↓

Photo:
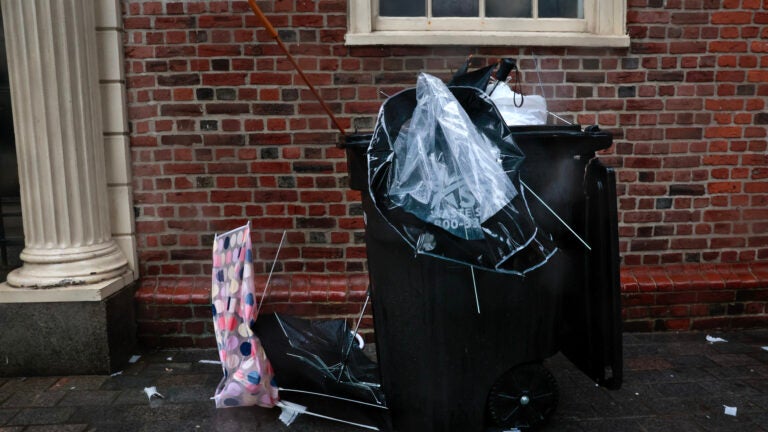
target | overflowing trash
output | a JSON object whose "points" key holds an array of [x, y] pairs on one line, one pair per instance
{"points": [[444, 172], [446, 209]]}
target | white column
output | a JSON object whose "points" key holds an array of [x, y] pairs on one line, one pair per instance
{"points": [[51, 46]]}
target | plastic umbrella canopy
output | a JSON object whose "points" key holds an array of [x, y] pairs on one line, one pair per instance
{"points": [[248, 375], [443, 170]]}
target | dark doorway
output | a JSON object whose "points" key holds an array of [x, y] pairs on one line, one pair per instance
{"points": [[11, 233]]}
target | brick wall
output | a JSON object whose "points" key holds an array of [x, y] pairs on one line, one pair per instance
{"points": [[223, 131]]}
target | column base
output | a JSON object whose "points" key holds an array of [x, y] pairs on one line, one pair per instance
{"points": [[67, 337], [49, 268]]}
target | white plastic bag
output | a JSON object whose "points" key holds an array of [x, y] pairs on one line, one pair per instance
{"points": [[532, 112], [447, 172]]}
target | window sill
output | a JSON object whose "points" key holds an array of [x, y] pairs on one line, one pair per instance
{"points": [[487, 38]]}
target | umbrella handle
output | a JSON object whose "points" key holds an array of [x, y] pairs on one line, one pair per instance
{"points": [[272, 32]]}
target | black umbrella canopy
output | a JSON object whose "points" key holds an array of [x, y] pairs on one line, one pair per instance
{"points": [[444, 172]]}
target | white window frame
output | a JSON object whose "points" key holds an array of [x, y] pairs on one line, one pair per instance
{"points": [[604, 25]]}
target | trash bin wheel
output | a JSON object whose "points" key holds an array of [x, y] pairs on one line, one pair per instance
{"points": [[523, 397]]}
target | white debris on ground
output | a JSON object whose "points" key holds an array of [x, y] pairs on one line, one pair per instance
{"points": [[152, 391]]}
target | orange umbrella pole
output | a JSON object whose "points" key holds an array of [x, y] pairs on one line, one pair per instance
{"points": [[268, 25]]}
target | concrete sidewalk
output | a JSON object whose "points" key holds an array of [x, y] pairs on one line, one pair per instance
{"points": [[673, 382]]}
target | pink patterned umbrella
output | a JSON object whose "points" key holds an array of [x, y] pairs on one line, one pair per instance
{"points": [[248, 375]]}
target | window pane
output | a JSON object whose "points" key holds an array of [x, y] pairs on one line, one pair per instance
{"points": [[509, 8], [402, 8], [561, 8], [447, 8]]}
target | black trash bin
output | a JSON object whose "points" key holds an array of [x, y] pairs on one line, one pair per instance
{"points": [[444, 366]]}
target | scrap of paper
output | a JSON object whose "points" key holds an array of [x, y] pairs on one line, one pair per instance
{"points": [[713, 339]]}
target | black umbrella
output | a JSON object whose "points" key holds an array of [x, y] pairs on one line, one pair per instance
{"points": [[321, 365]]}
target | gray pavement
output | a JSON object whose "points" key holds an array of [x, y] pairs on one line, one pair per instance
{"points": [[673, 382]]}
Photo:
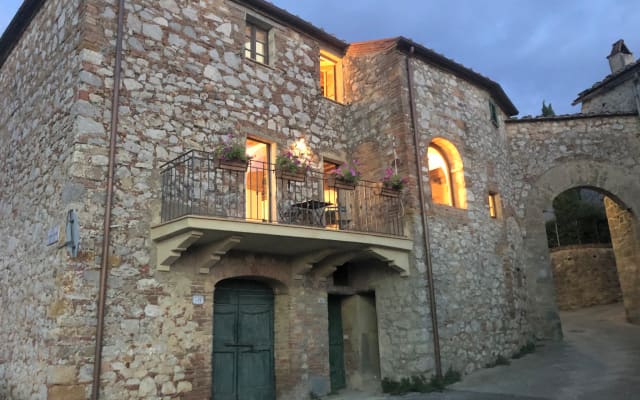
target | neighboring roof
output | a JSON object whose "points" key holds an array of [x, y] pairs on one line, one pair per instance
{"points": [[609, 82], [565, 117], [30, 8], [619, 47], [17, 26], [429, 56]]}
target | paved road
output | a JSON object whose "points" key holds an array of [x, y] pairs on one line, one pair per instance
{"points": [[598, 360]]}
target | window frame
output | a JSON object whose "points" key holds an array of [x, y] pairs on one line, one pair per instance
{"points": [[493, 113], [495, 204], [338, 78], [251, 53]]}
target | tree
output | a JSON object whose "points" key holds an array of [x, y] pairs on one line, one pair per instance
{"points": [[579, 218], [547, 110]]}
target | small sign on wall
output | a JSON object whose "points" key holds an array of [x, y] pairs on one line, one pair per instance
{"points": [[53, 235]]}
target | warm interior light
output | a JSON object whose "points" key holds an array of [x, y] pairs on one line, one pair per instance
{"points": [[440, 177]]}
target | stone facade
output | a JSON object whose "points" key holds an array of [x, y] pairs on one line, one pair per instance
{"points": [[585, 276], [185, 85]]}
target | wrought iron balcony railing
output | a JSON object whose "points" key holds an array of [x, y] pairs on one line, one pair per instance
{"points": [[196, 183]]}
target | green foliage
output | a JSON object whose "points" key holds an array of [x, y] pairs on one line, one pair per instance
{"points": [[578, 220], [547, 110], [419, 383], [500, 360], [528, 348], [451, 377]]}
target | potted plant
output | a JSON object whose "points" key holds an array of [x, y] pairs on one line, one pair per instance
{"points": [[292, 167], [231, 155], [392, 183], [345, 176]]}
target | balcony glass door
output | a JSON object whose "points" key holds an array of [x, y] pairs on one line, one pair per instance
{"points": [[258, 181]]}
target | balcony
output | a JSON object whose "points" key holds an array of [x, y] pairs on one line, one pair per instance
{"points": [[206, 205]]}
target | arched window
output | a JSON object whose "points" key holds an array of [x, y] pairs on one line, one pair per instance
{"points": [[446, 174]]}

↑

Transcribe every entry word for word, but omit the pictures.

__Answer to this problem__
Photo:
target | overflowing trash
output | a JSON object whose "points" key holds an array of [x, y] pairs on one line, one pair per instance
{"points": [[444, 172], [446, 209]]}
target | white column
output | a JSON object whose "points" key holds an array of [x, y] pairs on one line, one pair per instance
{"points": [[51, 46]]}
target | plastic umbrella canopy
output | a JSON object whose "points" key holds an array of [x, y] pairs on one line, one pair per instance
{"points": [[248, 375], [443, 170]]}
target | dark doorway
output | a JSON object whose "points" key holds an array of [x, y] pairs on one line, one pair per instance
{"points": [[11, 233]]}
target | brick wall
output | a JSON object whose "points" key holds an array of [x, y] pairs on one line, one pair per instance
{"points": [[223, 131]]}
target | column base
output | a JSON object whose "points" key holds an array of [x, y] pairs on one line, one pair per instance
{"points": [[67, 337], [49, 268]]}
target | white plastic bag
output | a JSON object whose "points" key holds an array of [x, y] pairs on one line, one pair per instance
{"points": [[532, 112], [447, 172]]}
target | window sill
output | a JSON object whose "points" key holds an array of [x, y] pairs on one line, one pair per instance
{"points": [[487, 38]]}
target | umbrella handle
output | a JSON object whose "points" key holds an array of [x, y] pairs on one line, one pair per instance
{"points": [[272, 32]]}
target | black umbrella canopy
output | a JSON object whose "points" key holds an array of [x, y] pairs on one line, one pair per instance
{"points": [[444, 172]]}
target | white window frame
output | a JSON object whose "points" key holds an array of [x, y] pairs on one line, one pair per instance
{"points": [[604, 25]]}
target | trash bin wheel
output | a JSON object whose "points" key holds an array of [x, y] pairs on one line, one pair per instance
{"points": [[523, 397]]}
target | white debris on ground
output | a JSON object whose "points" key holds an array of [x, y] pairs on one line, one pair per instance
{"points": [[152, 391]]}
target | orange umbrella pole
output | a JSON object whose "points" key holds an array of [x, y] pairs on one line, one pair per instance
{"points": [[268, 25]]}
target | concrete sidewalk
output | a JSON object whose "points" key holds an array of [x, y] pairs on one line, one pair per instance
{"points": [[673, 382]]}
target | pink patterned umbrella
output | a JSON object whose "points" key holds an array of [x, y] pairs on one line, one pair per instance
{"points": [[248, 375]]}
target | window pane
output | a JSON object whose "points" key holds an array of [x, y] pairs on one line, one pair per instance
{"points": [[509, 8], [402, 8], [561, 8], [447, 8]]}
target | black trash bin
output | a JSON object whose "points" key holds an array of [x, y] pairs on one line, one pair per instance
{"points": [[444, 366]]}
target | scrap of paper
output | a JSON object whose "points" key holds an array of [x, y] pairs on one line, one pair per instance
{"points": [[713, 339]]}
target | black umbrella
output | a JSON object whose "points" key holds an array of [x, y] pairs on one line, one pair per instance
{"points": [[321, 365]]}
target | gray pavement
output | a JSON object whose "points" key holds an array of [x, y] pairs on one line, one pair per instance
{"points": [[673, 382]]}
Photo:
target | neighboring roof
output | a JSON object whose "points" key holds an array of [x, y] pairs on one line, one pair per instance
{"points": [[609, 82], [565, 117], [30, 8], [619, 47], [17, 26], [429, 56]]}
target | paved road
output | a JSON object whose "points" key holds an array of [x, y] pairs on one line, one pair per instance
{"points": [[598, 360]]}
target | window frame
output | a JSON object whose "points" key holds an array of [x, y] pairs on one line, one pair per instance
{"points": [[493, 113], [495, 204], [338, 78], [251, 53]]}
target | tree
output | a JSON object whose "points" key holds an array of [x, y] pairs on one line, one pair per instance
{"points": [[579, 218], [547, 110]]}
target | small sign on wall
output | a JSON object whose "points" key holds an array of [x, y] pairs on one line, one pair per instance
{"points": [[53, 235]]}
target | warm interior light
output | a JSON object whose "points" key holds an array of [x, y] pairs on one line, one pair per instance
{"points": [[440, 177]]}
target | stone facade
output | a JSON object whose "points" key holds an array of [x, y] pairs on one line, one pair per instance
{"points": [[585, 276], [185, 85]]}
target | wrought iron balcony railing
output | a JSON object whose "points" key holds an array of [x, y] pairs on one line, one pair per instance
{"points": [[196, 183]]}
target | green foliage
output | a JSON object whose "points" key holds an array of [x, y] pairs on one line, one pair per instance
{"points": [[578, 220], [547, 110], [419, 383], [500, 360], [528, 348], [451, 377]]}
target | potted plant
output | a JSON object whose "points" key holds an array of [x, y] pairs on one line, one pair per instance
{"points": [[292, 167], [231, 155], [392, 183], [345, 176]]}
target | balcony glass door
output | a JSON object whose "points" key holds an array of [x, y] pairs on one line, one pair per instance
{"points": [[258, 181]]}
target | balcony
output | a JSON object whose "points" key holds an array of [x, y] pairs on one line, one pair per instance
{"points": [[206, 205]]}
target | arched window
output | a JSON object whose "points" key holds an array of [x, y] pairs on one line, one pair per instance
{"points": [[446, 174]]}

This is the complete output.